▸ DIRECTIVE
Can you rewrite the St. Nicholas entry from "Patron saint of parish" to "saint of Russia.", changing "sailors" to "seafarers"?

▸ TEXT BLOCK
┏━━
Patron saint of parish clerks. This is because he was the patron of scholars, who used to be called clerks.

St. Nicholas.
Patron saint of sailors, because he allayed a storm on a voyage to the Holy Land. St. Nicholas. The patron saint of Russia.

St. Nicholas.
The patron saint of Aberdeen.

St. Nicholas,
in Christian art, is represented in episcopal robes, and has either three purses or golden balls, or three children, as his distinctive symbols. The three purses are in allusion to the three purses given by him to three sisters to enable them to marry. The three children allude to the legend that an Asiatic gentleman sent his three boys to school at Athens, but told them to call on St. Nicholas for his benediction; they stopped at Myra for the night, and the innkeeper, to secure their baggage, murdered them in bed, and put their mangled bodies into a pickling-tub with some pork, intending to sell the whole as such. St. Nicholas had a vision of the whole affair, and went to the inn, when the man confessed the crime, and St. Nicholas raised the murdered boys to life again. (See Hone's Everyday Book, vol. i. col. 1556; Maitre Wace, Metrical Life of St. Nicholas.

Clerks
or Knights of St. Nicholas. Thieves; so called because St. Nicholas was their patron saint; not that he aided them in their wrong-doing, but because on one occasion he induced some thieves to restore their plunder. Probably St. Nicholas is simply a pun for Nick, and thieves may be called the devil's clerks or knights with much propriety.

“I think yonder come prancing down the hills from Kingston a couple of St. Nicholas's clerks.” —Rowley: Match at Midnight (1633).
┗━━
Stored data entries
┏━━
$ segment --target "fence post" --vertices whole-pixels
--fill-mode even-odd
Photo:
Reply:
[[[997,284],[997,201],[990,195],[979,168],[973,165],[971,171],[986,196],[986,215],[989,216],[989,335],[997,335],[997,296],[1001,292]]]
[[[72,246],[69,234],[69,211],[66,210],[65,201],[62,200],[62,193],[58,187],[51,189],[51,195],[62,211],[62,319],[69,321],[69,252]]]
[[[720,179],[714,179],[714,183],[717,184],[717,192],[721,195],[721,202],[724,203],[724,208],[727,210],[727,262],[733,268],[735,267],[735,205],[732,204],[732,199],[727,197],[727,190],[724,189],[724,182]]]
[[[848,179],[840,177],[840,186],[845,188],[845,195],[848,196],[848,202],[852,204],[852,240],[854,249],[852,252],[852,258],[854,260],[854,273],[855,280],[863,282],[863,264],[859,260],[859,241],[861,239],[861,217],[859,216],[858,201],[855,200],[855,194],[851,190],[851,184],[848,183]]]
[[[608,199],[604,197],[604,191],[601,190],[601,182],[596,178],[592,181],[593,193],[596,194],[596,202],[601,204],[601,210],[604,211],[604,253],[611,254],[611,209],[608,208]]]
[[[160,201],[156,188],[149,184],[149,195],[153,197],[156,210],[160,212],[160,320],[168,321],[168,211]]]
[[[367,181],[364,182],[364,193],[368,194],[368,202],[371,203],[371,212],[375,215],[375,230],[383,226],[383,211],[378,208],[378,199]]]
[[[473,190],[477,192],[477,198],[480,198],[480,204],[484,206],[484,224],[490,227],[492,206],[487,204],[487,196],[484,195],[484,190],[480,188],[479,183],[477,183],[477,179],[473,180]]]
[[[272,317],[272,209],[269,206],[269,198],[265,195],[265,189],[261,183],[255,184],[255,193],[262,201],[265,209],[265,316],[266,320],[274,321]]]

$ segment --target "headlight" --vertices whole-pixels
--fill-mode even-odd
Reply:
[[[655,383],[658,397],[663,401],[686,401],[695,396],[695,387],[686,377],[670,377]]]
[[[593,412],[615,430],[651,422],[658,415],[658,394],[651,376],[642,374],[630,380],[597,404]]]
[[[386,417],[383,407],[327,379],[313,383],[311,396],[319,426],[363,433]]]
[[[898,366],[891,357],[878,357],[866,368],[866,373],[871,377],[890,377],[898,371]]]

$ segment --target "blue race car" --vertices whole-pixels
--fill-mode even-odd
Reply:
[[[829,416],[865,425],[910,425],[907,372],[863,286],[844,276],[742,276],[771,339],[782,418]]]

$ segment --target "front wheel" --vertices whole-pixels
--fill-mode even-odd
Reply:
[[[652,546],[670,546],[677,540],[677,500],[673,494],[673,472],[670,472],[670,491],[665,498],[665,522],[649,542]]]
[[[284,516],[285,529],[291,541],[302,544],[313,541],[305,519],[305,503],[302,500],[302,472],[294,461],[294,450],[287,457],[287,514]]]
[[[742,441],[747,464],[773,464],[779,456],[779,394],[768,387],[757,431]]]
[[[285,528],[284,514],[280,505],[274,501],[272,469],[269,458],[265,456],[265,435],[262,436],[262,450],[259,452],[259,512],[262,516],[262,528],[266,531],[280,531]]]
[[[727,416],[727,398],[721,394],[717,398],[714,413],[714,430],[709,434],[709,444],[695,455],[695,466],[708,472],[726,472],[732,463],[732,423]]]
┗━━
▸ ANSWER TO THIS EXERCISE
Patron saint of parish clerks. This is because he was the patron of scholars, who used to be called clerks.

St. Nicholas.
Patron saint of seafarers, because he allayed a storm on a voyage to the Holy Land. St. Nicholas. The patron saint of Russia.